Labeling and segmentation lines
===============

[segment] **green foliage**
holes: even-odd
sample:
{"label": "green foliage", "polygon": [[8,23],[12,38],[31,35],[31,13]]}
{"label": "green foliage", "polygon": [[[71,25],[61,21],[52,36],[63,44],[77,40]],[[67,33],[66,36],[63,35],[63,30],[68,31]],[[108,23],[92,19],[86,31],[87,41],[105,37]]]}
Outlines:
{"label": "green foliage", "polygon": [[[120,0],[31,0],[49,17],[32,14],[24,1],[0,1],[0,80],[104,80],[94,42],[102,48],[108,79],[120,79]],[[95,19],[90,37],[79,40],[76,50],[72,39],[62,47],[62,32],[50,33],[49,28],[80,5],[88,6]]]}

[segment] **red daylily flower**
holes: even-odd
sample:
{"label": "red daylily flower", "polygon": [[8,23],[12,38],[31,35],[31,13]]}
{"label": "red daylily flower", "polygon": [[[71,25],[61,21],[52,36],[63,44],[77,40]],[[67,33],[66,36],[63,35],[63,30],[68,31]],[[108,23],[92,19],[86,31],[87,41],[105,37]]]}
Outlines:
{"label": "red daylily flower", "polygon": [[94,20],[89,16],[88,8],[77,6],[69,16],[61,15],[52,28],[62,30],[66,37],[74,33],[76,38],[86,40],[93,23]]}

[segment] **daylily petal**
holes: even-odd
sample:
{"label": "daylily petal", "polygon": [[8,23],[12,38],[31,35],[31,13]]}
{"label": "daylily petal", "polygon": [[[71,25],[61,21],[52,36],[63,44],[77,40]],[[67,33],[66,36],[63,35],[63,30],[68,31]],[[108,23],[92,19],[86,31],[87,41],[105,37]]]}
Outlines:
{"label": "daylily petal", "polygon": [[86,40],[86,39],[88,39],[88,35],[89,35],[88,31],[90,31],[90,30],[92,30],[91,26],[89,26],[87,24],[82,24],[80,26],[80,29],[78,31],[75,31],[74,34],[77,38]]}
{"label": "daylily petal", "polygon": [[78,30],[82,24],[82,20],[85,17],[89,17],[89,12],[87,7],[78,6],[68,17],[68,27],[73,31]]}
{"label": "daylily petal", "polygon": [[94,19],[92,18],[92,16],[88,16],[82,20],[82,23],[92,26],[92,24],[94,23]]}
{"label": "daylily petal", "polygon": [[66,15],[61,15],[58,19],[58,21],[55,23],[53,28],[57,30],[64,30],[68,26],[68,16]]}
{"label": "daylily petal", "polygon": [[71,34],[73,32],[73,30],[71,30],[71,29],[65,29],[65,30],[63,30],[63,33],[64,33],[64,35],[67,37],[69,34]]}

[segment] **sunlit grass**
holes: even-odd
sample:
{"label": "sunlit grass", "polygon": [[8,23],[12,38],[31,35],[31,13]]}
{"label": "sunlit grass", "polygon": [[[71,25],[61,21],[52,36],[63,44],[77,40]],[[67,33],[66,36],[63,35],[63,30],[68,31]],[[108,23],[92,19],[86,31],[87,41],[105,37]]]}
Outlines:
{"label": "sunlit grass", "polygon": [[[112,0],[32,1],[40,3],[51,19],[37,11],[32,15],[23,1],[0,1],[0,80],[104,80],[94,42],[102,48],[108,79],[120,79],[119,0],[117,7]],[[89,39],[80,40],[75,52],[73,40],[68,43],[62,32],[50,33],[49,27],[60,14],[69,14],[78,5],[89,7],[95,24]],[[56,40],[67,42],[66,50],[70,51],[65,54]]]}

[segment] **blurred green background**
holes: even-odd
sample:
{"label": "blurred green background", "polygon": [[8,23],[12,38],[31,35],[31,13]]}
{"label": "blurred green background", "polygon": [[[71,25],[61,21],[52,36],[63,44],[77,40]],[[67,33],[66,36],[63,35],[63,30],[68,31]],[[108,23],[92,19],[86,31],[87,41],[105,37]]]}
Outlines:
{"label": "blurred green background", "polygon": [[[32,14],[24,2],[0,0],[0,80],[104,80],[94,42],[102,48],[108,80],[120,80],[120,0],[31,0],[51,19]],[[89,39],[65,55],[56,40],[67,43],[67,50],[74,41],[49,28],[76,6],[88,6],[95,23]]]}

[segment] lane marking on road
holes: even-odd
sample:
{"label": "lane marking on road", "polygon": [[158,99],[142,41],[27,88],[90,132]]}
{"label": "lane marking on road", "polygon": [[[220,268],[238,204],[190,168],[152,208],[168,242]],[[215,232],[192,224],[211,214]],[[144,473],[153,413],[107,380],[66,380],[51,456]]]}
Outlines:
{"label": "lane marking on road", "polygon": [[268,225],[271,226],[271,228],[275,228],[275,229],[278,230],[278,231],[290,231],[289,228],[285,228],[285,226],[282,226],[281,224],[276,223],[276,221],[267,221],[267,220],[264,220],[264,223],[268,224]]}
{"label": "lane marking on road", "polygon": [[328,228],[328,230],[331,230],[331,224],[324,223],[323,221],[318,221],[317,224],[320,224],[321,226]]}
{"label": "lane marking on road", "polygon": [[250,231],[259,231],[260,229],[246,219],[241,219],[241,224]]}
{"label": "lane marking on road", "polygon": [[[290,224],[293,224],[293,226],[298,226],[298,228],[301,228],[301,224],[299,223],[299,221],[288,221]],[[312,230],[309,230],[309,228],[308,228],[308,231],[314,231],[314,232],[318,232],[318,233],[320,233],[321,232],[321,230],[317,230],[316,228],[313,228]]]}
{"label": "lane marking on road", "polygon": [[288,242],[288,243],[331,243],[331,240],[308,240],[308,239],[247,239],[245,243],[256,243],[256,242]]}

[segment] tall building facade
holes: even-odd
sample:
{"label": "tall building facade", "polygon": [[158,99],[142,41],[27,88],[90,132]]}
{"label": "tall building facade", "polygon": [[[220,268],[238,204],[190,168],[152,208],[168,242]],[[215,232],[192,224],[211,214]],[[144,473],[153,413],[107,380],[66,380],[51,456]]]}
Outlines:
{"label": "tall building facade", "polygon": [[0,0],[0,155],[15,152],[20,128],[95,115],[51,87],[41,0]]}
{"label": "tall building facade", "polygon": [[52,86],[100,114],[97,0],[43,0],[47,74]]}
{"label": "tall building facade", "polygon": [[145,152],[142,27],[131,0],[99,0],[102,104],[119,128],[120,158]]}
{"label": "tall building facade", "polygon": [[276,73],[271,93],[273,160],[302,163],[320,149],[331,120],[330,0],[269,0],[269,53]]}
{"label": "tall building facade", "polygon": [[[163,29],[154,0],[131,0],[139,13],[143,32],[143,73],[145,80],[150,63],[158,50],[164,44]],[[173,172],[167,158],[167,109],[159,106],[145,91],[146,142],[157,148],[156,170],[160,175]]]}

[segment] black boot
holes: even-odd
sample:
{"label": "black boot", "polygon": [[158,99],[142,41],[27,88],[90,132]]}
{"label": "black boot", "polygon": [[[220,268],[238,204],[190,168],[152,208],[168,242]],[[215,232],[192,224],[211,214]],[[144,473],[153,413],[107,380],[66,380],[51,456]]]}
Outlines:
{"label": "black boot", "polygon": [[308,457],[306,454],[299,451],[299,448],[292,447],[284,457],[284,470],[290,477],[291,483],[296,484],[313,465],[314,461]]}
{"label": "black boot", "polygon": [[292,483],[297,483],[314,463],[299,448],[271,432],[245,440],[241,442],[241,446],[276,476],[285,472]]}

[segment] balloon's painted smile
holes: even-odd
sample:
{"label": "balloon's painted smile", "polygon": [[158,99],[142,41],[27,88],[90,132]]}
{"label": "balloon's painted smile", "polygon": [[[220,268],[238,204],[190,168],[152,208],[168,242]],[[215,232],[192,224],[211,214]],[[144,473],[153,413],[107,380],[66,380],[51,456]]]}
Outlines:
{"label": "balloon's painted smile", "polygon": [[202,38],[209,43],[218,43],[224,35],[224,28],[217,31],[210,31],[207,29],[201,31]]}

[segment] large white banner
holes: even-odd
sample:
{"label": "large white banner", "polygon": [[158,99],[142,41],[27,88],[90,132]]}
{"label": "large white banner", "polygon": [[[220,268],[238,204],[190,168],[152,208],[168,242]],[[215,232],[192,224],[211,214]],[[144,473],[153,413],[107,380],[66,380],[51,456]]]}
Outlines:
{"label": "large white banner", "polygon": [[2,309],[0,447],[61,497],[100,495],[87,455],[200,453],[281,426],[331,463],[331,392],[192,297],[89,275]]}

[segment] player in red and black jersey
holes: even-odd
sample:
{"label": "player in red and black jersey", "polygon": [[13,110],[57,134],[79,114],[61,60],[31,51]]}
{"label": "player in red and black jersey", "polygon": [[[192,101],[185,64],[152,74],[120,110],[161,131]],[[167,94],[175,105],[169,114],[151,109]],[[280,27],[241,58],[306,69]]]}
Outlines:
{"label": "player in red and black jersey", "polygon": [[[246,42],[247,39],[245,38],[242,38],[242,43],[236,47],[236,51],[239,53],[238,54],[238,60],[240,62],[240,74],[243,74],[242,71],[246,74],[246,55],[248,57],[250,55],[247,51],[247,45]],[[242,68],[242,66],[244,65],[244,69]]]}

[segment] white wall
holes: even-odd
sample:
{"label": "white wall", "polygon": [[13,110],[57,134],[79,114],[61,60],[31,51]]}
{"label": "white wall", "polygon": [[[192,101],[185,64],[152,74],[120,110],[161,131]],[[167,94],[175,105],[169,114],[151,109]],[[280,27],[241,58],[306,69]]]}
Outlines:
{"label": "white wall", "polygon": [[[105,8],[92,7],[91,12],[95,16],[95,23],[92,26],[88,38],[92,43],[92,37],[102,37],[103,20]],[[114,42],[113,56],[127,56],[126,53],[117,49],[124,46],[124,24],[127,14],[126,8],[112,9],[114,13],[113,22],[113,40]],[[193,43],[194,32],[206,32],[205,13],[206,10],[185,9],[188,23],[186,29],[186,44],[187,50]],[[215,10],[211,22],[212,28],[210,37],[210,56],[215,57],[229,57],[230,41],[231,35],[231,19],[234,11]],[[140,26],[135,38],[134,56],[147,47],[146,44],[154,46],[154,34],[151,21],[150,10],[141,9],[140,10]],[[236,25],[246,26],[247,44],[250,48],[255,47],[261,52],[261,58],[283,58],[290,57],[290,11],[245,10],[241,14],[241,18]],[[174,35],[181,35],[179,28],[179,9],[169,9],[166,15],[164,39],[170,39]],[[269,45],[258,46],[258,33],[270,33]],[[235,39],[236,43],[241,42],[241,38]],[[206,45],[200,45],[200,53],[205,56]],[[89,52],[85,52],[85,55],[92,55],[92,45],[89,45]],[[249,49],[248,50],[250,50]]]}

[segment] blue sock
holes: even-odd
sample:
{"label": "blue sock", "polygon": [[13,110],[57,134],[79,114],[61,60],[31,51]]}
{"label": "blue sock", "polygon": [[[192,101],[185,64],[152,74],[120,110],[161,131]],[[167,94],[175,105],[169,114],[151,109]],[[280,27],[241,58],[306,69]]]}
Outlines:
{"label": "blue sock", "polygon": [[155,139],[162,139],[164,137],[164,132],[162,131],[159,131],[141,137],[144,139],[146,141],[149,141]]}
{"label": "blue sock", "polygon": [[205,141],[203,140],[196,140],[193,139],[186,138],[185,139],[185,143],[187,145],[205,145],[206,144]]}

===============

## SET PROBLEM
How many of the lines above contain the string "white"? Case counts, and your reply should be only the number.

## ANSWER TO THE PROBLEM
8